◆ WHAT IS ASKED ◆
Quote the lines of the records below word for word, starting at the line that contains "[pin] bush -- one per line" and ending after the line that contains "(1258, 522)". Give only those lines.

◆ TASK DATA ◆
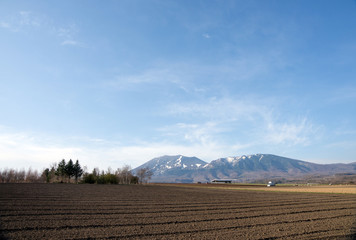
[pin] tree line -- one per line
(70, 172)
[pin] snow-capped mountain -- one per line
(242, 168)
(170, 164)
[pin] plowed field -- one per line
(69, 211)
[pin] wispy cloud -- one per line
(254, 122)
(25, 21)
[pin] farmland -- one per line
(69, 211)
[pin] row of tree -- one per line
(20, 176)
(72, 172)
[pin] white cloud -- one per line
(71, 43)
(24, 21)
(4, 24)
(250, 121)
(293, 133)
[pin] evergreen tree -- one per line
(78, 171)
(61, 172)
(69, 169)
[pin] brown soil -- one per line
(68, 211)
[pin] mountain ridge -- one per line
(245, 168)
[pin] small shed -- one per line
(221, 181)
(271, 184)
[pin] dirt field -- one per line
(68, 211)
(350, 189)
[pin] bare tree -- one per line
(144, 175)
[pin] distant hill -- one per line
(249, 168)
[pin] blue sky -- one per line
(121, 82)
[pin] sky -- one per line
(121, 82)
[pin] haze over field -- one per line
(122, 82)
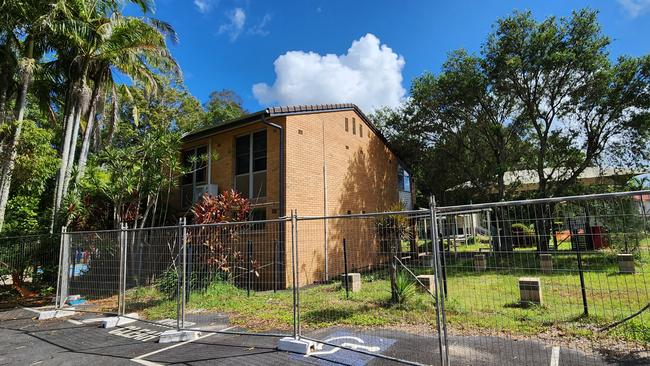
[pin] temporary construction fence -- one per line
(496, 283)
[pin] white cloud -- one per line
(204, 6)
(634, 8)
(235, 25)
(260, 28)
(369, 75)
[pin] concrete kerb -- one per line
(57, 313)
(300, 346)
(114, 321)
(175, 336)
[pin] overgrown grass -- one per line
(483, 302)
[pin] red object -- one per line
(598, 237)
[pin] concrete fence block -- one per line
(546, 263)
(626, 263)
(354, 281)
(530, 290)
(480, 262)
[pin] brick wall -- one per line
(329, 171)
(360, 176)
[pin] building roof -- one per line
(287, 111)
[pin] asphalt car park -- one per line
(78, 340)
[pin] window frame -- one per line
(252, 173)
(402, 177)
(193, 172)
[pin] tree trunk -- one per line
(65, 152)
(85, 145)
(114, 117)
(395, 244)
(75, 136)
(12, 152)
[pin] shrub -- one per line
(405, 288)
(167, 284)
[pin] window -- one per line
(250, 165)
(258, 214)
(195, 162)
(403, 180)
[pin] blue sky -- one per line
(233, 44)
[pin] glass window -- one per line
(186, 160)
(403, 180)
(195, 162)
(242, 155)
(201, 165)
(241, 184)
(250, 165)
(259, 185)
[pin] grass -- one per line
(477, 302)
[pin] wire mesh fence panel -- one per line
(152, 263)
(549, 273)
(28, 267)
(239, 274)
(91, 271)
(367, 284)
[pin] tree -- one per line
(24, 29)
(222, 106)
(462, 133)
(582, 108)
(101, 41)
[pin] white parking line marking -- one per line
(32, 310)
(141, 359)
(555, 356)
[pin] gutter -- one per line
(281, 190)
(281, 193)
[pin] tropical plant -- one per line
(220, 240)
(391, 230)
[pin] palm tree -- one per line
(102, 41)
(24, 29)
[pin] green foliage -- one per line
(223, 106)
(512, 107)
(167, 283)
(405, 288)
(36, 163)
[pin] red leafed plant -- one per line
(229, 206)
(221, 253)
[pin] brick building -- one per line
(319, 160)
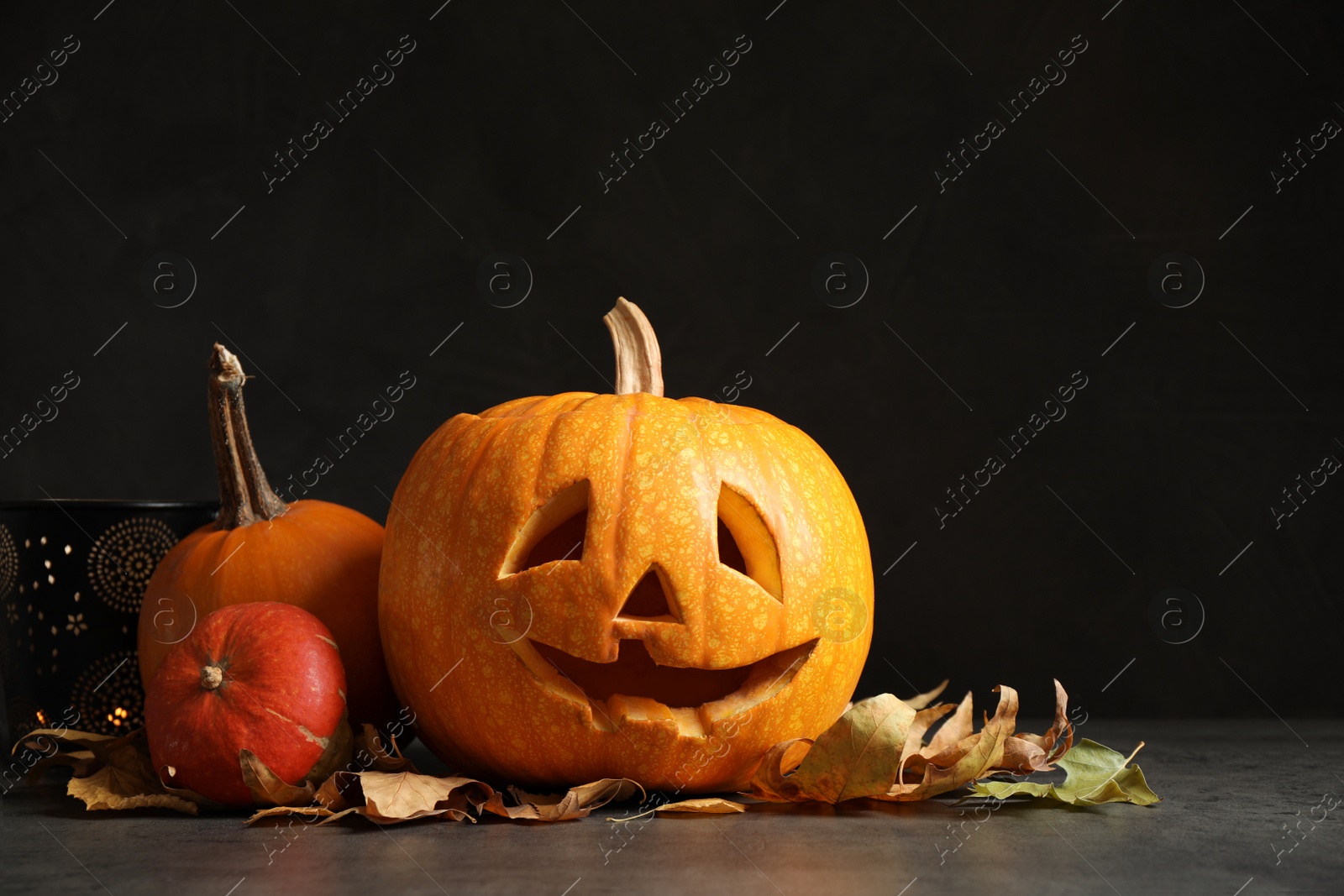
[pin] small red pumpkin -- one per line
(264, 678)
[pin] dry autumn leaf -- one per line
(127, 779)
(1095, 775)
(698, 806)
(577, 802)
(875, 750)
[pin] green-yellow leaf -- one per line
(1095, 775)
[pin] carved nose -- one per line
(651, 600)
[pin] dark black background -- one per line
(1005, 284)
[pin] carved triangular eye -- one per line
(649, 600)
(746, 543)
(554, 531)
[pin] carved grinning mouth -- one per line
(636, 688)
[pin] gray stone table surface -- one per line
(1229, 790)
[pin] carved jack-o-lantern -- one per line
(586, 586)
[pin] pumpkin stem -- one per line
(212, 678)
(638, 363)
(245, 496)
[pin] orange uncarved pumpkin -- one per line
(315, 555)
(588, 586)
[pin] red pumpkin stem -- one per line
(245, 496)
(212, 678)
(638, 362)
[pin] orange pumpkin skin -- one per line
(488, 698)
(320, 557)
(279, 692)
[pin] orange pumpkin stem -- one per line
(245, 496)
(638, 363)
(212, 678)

--

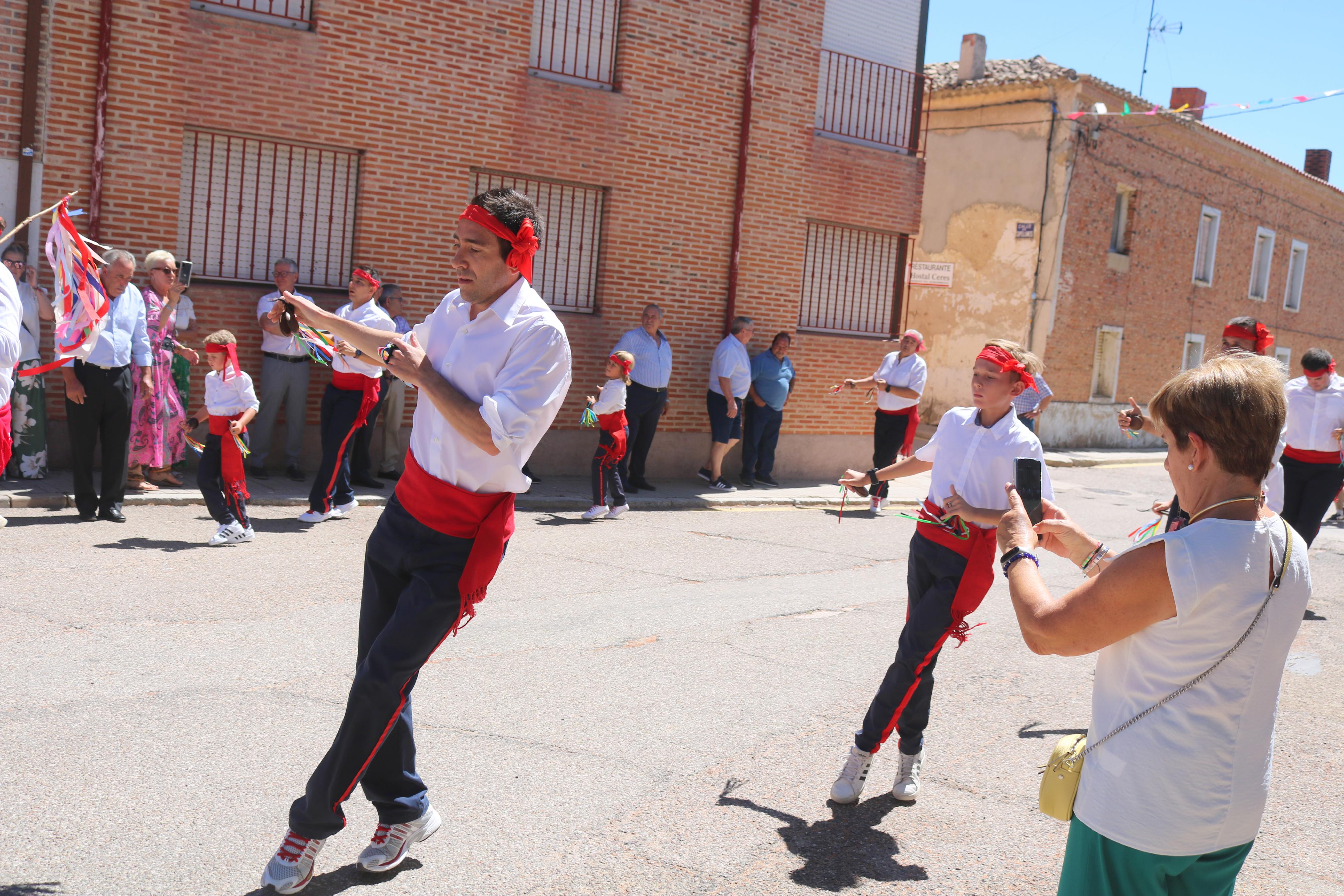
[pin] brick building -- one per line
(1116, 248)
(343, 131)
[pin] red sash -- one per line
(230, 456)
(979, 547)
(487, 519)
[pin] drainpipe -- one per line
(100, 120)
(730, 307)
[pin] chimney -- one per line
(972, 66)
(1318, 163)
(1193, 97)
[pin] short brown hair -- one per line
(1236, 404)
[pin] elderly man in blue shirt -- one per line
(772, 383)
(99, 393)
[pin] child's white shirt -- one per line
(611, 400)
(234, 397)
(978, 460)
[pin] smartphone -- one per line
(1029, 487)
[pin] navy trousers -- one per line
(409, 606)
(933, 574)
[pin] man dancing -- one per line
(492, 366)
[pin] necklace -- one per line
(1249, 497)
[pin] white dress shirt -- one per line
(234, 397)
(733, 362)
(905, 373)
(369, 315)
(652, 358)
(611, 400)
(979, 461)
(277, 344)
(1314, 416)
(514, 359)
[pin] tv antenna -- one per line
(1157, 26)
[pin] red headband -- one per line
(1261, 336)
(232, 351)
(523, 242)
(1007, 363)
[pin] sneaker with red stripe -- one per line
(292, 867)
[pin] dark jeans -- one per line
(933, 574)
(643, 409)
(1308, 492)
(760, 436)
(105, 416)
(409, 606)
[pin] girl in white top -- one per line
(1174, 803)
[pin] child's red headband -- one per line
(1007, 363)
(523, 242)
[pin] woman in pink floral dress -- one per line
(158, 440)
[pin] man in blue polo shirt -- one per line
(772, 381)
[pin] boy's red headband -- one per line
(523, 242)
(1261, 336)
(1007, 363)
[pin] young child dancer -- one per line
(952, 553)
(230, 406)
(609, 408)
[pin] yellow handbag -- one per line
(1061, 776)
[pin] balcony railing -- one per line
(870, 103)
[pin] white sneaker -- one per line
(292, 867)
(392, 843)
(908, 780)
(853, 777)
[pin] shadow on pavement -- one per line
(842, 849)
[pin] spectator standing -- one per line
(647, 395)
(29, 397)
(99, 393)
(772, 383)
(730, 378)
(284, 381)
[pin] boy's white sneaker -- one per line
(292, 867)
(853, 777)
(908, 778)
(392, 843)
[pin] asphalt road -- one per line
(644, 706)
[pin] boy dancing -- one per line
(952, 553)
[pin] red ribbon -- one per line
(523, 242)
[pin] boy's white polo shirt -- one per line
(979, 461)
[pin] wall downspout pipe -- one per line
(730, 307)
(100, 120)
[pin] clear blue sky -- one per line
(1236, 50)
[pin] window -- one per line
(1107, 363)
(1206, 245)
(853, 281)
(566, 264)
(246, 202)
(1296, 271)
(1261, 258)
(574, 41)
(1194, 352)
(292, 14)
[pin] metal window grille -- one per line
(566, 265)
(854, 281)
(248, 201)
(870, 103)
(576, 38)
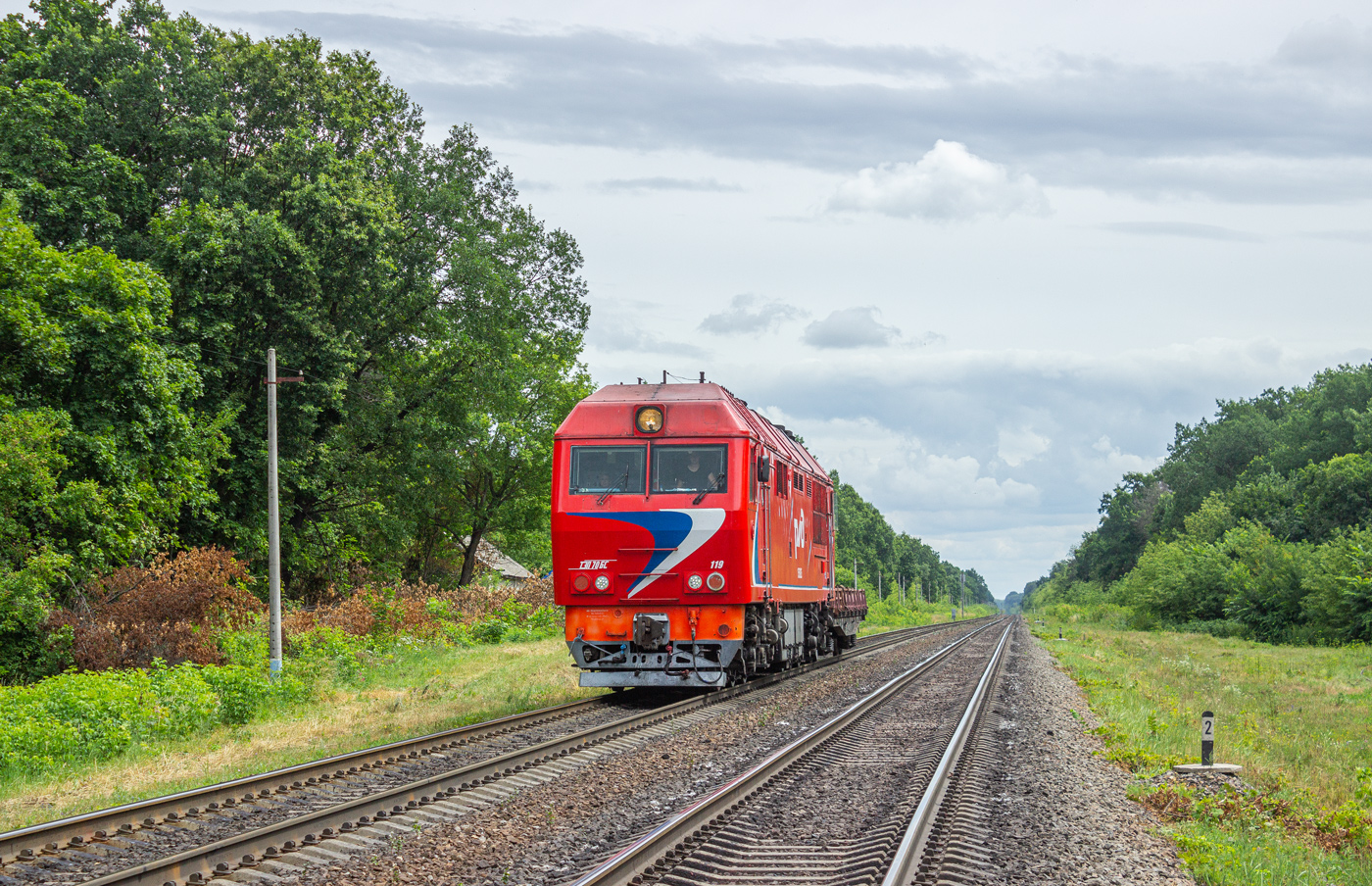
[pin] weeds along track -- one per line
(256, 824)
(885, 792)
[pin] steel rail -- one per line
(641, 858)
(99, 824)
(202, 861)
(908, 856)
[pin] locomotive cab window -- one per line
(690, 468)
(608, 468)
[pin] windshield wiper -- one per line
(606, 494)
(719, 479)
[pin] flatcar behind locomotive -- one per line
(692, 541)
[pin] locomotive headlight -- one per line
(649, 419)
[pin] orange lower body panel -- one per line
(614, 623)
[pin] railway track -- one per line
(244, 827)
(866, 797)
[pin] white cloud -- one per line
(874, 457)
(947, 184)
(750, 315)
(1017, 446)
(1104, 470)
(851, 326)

--

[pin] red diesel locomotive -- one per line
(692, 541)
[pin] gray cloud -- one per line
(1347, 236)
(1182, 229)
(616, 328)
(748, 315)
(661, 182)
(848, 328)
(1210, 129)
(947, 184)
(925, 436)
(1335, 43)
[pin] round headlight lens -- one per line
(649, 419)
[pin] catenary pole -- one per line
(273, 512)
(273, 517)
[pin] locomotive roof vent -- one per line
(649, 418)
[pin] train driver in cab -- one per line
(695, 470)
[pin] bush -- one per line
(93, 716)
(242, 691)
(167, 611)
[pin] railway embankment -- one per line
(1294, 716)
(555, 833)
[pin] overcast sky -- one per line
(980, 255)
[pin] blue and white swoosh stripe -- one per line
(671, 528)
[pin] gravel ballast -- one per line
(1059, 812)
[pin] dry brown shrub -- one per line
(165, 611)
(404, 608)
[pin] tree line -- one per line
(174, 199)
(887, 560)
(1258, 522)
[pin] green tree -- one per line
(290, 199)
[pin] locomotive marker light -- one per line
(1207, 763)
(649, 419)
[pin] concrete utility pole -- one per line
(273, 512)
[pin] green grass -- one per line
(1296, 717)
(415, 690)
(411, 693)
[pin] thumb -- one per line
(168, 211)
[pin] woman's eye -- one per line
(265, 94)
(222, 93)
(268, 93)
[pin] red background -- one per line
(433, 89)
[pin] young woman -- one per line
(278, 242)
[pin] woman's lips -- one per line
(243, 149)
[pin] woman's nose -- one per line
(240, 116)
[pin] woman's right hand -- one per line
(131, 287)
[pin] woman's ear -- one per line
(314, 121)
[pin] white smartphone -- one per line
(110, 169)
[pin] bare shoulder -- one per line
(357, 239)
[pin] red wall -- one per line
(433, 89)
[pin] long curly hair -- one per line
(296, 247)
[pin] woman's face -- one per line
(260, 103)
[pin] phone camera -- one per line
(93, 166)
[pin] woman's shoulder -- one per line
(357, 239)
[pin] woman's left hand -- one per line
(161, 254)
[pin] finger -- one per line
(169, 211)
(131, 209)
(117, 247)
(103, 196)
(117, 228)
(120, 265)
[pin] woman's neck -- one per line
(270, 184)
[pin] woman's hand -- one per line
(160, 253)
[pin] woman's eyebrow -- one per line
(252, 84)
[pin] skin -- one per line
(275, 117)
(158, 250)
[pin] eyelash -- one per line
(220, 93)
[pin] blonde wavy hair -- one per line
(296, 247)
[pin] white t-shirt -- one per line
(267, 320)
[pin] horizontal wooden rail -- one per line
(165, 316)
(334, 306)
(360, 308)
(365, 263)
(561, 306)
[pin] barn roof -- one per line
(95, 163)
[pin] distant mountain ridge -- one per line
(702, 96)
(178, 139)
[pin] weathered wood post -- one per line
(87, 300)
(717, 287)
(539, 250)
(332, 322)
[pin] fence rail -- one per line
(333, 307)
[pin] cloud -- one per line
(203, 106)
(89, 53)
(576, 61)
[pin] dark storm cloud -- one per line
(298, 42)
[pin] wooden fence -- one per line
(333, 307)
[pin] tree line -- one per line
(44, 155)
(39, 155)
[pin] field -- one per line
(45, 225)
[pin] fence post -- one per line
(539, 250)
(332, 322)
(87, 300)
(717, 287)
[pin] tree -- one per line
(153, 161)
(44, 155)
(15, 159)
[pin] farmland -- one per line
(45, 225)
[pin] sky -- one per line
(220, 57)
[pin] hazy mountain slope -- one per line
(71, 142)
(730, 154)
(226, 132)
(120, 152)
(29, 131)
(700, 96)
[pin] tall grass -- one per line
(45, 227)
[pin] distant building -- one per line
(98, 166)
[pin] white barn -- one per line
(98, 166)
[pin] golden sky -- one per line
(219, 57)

◆ SOLUTION TO THE EXERCISE ◆
[pin] bush -- one per line
(93, 716)
(242, 691)
(167, 611)
[pin] railway embankment -- one per line
(1294, 716)
(555, 833)
[pin] overcast sky -- one per line
(980, 255)
[pin] blue and white swoosh stripe -- one per line
(671, 528)
[pin] gravel ballast -- one per line
(1059, 812)
[pin] dry brown shrub -- one per line
(165, 611)
(404, 608)
[pin] tree line -- one per line
(174, 199)
(887, 560)
(1258, 522)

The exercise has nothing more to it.